***** 本文 *****

「高校球児一同」と使った理由

神奈川大会の選手宣誓は厚木高の主将・杉山史浩が務めた
7月10日、2年ぶりの甲子園出場をかけた神奈川大会が開幕した。新型コロナウイルスの感染防止対策により、開会式は行われなかった。メーン会場である保土ヶ谷の第1試合(神奈川商工高-横浜立野高)を前に、選手宣誓(厚木高・杉山史浩主将)のみが実施された。
177秒。思いが伝わるメッセージであった。
「宣誓。高校球児の夢の舞台・甲子園への出場権をかけた2年ぶりの夏が、いよいよ始まります。激戦区・神奈川でこれまでの努力の成果を発揮できることに、胸が高まっています。ともに野球をする仲間、本気で立ち向かうライバル、支えてくださるすべての方々への感謝の思いが、私たちの原動力です。そして、皆さまの希望の光となることが、私たちの使命です。球場に来られなくても、声は出せなくても、応援する気持ちは届いています。明るい未来へ向かう日本中の心の架け橋となれるよう、感謝を胸に、これより始まる一戦一戦、一投一打に魂を込め、感動と希望を皆さまに与えられるような試合をすることを、今大会参加する高校球児一同で誓います」
「足が震えていた。記憶がなくて……」とは思えない、堂々とした宣誓であった。
「コロナによって、さまざまな制限はありますが、高校野球は熱いんだぞ!! ということを伝えたかった。思いを届けられたので、悔いはありません」。杉山は達成感を語った。
6月5日の組み合わせ抽選会で、希望した103チームの中から厚木高が選ばれた。昼休みに3年生でミーティングを開き、内容を検討。猛練習を重ねて、この日を迎えた。
最後に「高校球児一同」と使ったことについては「つらかったのは、自分だけではなかったはず」と説明。コロナ禍で活動自粛が続き、思うように練習が積めない中でも、「心のモチベーションを折らないようにした」と明かす。
「緊急事態宣言中の1、2月の期間をどう使うか。ここで差が出ると思い、バットを振って、トレーニングをしてきました」。解除後もまん延防止等重点措置が実施され、従来の週6日ではなく、週3日と満足に活動ができない時期もあったが「成長するんだ!」と、より集中力を持って取り組んできた。
厚木高は県内屈指の進学校。夏が終われば、大学入試モードに入るという。今大会の目標は「ベスト16以上(5回戦進出)」。大学で野球を続けるかは未定。とにかく「高校野球を後悔しないように、最後まで全力でやりたい」と目を輝かせる。厚木高の初戦(2回戦、対鶴嶺高、小田原)は7月14日に予定される。
背番号3を着ける一番打者の杉山が斬り込み隊長となって、チームを活気づけていく。

*****

### 設問
1. 本文をもとに、次の問いに答えてください。
(a) 神奈川大会が開幕したのは何月何日ですか。
(b) 選手宣誓は何秒でしたか。
(c) 厚木高の今大会の目標は何ですか。
2. 次の文が本文の内容と合っているかどうか、はい・いいえで答えてください。判断の根拠となる本文の言葉もそのまま引用してください。
(a) 神奈川大会では開会式が行われた。
(b) 厚木高は、希望した103チームの中から選ばれた。
(c) 杉山は大学でも野球を続けると決めている。
項目はこの作業には一切かかわりません。

***** 記録データ *****

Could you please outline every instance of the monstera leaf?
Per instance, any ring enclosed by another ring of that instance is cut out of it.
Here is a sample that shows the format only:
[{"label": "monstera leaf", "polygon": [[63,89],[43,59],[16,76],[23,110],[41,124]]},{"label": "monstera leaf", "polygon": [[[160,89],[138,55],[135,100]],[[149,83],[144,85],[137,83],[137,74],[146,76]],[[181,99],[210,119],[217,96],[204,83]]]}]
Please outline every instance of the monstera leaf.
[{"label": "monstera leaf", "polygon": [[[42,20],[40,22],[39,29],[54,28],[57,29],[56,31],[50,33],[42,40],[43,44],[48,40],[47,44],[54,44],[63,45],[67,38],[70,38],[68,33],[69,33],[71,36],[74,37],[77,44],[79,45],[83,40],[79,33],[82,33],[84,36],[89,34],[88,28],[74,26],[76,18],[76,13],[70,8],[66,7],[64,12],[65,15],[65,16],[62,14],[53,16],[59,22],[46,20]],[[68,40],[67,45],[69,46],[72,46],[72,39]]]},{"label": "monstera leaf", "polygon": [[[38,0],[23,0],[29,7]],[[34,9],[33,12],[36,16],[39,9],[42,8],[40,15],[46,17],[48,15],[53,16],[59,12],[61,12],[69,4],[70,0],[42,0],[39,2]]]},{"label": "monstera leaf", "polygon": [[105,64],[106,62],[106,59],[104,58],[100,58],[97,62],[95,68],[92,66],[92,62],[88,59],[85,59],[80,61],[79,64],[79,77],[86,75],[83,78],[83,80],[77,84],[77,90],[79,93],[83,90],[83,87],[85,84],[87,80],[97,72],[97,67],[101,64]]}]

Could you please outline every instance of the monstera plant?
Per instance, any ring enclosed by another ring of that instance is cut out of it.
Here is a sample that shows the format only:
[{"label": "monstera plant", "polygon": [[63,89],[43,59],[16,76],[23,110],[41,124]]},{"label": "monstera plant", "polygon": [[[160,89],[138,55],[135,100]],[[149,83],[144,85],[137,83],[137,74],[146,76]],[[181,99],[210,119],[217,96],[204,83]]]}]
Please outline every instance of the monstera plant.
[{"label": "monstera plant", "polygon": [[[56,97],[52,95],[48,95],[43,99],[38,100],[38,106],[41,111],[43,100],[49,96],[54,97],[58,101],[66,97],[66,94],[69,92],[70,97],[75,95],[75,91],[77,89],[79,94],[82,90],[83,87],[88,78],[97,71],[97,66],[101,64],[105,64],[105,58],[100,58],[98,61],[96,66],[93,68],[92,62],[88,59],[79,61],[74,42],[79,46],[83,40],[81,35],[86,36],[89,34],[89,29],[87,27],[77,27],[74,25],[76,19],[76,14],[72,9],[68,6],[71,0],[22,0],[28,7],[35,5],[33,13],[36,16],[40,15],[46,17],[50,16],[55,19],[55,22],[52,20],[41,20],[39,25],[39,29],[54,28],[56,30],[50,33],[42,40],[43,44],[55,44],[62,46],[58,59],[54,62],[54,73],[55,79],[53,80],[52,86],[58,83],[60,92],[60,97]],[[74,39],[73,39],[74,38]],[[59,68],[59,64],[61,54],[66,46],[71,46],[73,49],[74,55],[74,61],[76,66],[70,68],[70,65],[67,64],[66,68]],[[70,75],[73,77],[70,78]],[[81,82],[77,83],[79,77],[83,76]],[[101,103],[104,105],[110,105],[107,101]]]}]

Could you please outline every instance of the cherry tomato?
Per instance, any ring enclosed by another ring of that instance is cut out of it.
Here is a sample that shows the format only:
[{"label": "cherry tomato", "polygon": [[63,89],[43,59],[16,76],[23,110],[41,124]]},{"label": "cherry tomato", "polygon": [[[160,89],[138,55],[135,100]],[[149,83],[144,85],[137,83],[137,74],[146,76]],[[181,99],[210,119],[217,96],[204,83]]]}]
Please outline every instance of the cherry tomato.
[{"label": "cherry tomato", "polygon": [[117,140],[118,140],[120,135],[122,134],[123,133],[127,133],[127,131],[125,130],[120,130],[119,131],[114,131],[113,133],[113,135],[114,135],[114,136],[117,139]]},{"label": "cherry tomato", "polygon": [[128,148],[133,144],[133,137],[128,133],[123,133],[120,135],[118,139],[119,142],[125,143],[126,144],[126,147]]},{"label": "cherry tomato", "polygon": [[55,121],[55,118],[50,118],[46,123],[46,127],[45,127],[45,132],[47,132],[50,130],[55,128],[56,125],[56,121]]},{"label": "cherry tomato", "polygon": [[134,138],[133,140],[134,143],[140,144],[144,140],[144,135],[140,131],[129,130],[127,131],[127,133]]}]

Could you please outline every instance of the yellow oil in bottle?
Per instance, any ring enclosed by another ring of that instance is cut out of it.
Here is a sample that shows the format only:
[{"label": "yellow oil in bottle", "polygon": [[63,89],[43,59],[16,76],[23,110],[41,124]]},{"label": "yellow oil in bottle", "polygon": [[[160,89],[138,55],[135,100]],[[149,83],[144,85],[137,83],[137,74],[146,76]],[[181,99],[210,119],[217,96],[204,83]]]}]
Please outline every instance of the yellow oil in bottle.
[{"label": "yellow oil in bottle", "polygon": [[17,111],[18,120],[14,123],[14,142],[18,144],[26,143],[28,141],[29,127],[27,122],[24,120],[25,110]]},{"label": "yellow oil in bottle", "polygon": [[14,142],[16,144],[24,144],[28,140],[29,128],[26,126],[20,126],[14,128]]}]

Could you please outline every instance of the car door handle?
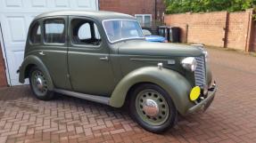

*****

### 解答一覧
1.
(a) 7月10日
(b) 177秒
(c) ベスト16以上(5回戦進出)

2.
(a) いいえ。「開会式は行われなかった」
(b) はい。「希望した103チームの中から厚木高が選ばれた」
(c) いいえ。「大学で野球を続けるかは未定」